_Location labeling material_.
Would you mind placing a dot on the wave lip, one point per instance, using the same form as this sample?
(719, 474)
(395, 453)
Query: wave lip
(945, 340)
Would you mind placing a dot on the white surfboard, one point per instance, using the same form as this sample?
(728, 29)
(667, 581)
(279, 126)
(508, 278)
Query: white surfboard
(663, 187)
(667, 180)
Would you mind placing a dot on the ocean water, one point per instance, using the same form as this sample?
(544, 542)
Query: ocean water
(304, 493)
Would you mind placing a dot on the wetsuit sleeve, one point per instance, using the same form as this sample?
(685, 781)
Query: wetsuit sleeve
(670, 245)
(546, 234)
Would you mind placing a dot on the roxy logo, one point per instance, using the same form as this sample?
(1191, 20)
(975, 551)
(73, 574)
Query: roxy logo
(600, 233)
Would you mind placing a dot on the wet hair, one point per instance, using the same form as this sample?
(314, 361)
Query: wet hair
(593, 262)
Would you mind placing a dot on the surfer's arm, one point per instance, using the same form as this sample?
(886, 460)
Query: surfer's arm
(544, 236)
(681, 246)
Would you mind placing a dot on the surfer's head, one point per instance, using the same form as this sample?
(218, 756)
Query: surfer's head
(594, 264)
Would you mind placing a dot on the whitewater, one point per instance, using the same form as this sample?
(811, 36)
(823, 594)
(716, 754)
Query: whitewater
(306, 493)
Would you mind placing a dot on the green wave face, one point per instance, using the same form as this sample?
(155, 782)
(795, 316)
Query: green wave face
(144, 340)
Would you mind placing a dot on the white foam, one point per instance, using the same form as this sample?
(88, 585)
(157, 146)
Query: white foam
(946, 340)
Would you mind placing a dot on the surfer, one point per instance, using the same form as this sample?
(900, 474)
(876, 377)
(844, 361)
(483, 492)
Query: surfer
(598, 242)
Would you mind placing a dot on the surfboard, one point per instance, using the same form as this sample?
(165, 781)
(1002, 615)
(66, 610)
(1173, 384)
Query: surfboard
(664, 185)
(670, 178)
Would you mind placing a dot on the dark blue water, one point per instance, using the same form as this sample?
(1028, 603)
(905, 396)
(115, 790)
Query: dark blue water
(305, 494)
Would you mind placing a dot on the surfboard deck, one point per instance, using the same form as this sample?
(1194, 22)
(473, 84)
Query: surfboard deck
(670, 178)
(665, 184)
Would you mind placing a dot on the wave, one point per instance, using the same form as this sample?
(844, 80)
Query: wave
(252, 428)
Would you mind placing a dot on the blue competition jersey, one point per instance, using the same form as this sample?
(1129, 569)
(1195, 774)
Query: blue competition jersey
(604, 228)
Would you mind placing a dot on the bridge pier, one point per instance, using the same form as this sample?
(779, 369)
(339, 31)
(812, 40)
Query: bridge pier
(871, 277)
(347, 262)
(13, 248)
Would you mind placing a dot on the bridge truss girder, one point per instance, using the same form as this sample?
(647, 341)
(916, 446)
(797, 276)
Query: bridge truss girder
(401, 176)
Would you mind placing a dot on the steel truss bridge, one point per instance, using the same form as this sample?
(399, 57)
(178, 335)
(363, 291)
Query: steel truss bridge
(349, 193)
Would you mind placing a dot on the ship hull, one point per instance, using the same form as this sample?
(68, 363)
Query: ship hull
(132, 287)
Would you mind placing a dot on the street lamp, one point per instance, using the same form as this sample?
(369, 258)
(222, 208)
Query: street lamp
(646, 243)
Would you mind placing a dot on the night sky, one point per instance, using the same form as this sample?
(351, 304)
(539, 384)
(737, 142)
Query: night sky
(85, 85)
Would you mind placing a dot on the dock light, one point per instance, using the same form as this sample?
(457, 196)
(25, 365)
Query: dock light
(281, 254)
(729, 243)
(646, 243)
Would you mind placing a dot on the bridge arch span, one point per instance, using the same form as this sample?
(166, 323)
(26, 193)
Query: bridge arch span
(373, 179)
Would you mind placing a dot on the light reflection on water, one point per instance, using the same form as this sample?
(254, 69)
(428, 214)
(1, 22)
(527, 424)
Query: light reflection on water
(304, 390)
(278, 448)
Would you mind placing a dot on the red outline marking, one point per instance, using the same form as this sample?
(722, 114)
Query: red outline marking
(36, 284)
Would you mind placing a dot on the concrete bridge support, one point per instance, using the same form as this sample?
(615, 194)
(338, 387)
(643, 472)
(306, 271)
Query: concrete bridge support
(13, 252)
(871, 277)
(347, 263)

_Written request_. Recast the stretch from the line containing "Would you mind placing a dot on the bridge arch" through the end of the material as a JSON list of strings, one string per line, with blank lines left out.

_Solution for this exercise_.
[
  "Would you mind placing a dot on the bridge arch span, one point per instance, using the same form as this sample?",
  "(166, 323)",
  "(26, 193)",
  "Query: bridge arch span",
  "(373, 179)",
  "Would you mind placing a dot on the light reflection on water, one point per instance, using the same form as this sample?",
  "(254, 69)",
  "(428, 214)",
  "(1, 22)",
  "(527, 424)",
  "Query: light reflection on water",
  "(304, 390)",
  "(278, 448)",
  "Would you mind placing a dot on the red outline marking, one point per instance, using the same form as this sample?",
  "(722, 114)",
  "Query: red outline marking",
  "(36, 284)",
  "Would you mind placing a dot on the concrete bridge support, one point per instance, using the same form as this sample?",
  "(615, 194)",
  "(338, 387)",
  "(643, 472)",
  "(306, 271)",
  "Query: concrete bridge support",
  "(13, 252)",
  "(871, 277)",
  "(347, 263)"
]